■ **To do**:
Copy everything from the start of the material down through the line containing "[388,361,409,447]", replacing "concrete driveway" with "paved driveway" and leaving all else unchanged. Omit the pictures.

■ **Material provided**:
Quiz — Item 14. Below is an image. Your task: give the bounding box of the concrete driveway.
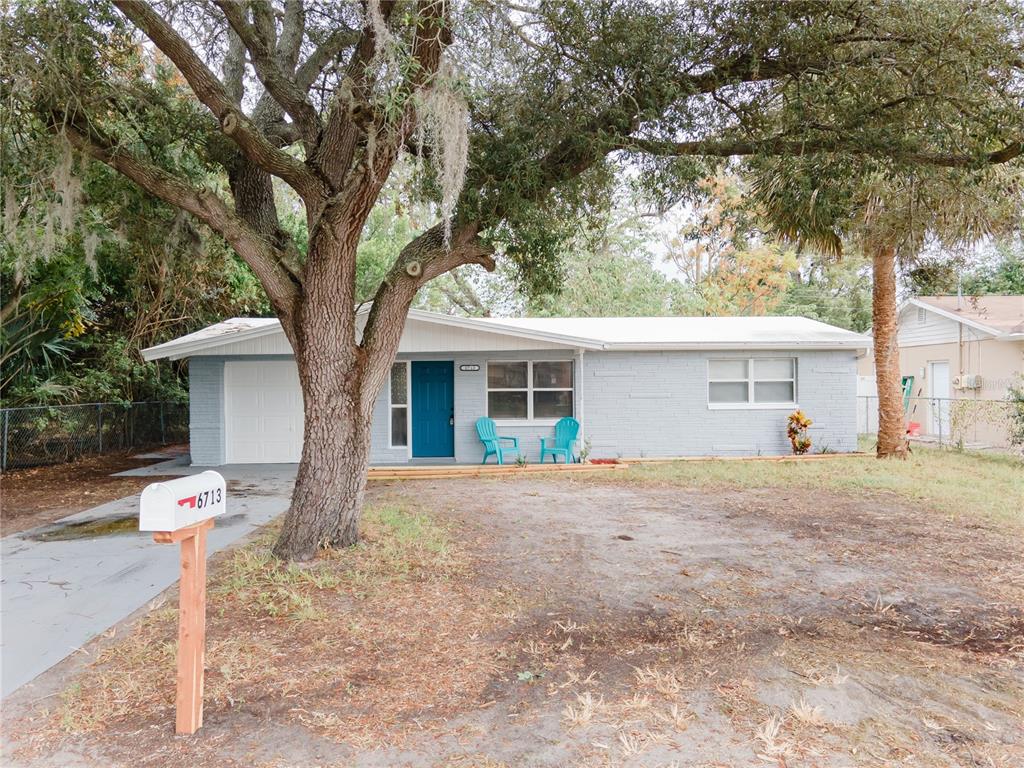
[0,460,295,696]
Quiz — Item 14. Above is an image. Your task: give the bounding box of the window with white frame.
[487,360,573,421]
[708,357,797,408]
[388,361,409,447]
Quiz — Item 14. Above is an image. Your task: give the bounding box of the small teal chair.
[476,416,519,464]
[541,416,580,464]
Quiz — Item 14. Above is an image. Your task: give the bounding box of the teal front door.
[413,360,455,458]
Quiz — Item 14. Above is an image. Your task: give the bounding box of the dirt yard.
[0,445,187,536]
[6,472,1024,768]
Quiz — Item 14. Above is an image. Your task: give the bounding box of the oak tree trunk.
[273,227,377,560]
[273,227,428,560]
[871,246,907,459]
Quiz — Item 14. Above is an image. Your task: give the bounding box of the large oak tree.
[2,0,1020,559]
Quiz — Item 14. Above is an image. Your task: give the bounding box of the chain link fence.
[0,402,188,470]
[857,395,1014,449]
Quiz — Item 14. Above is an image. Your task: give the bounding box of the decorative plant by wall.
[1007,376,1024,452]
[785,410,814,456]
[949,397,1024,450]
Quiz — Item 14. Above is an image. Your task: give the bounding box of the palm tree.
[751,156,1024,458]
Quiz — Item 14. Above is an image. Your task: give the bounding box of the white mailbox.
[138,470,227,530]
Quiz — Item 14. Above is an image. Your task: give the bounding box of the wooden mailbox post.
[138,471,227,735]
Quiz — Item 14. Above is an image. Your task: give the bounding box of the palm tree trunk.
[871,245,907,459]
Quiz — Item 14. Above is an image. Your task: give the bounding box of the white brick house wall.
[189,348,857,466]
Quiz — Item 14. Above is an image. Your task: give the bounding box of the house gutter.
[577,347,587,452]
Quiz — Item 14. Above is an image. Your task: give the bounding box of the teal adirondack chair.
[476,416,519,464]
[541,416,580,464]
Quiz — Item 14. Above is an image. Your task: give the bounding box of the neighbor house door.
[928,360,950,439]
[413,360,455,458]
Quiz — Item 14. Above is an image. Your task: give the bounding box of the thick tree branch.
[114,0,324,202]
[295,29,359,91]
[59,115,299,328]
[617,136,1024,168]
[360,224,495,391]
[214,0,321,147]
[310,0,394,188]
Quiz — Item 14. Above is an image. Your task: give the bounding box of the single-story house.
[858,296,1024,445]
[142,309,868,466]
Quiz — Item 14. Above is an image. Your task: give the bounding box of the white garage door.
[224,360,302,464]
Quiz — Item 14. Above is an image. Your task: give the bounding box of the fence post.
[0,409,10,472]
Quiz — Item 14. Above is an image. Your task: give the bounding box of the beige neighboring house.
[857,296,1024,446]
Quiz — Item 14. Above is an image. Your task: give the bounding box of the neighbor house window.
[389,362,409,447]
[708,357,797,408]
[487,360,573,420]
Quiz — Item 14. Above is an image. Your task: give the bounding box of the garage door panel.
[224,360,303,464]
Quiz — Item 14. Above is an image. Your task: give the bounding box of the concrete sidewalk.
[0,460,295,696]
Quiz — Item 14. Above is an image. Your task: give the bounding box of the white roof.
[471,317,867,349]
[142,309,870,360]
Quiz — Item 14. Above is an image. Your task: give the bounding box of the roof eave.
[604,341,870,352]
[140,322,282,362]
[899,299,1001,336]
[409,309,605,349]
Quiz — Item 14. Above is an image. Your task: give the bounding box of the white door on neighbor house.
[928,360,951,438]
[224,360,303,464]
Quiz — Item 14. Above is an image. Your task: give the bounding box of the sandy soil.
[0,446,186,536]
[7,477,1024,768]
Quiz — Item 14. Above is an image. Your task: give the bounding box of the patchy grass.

■ **Result of this task**:
Quiz — Item 14. Below is an image. Your task: give the bounding box of the paved driveway.
[0,460,295,696]
Quiz — Item 14. Above is an image. Your task: give the bounding box of the window with white frame.
[487,360,573,421]
[708,357,797,408]
[388,361,409,447]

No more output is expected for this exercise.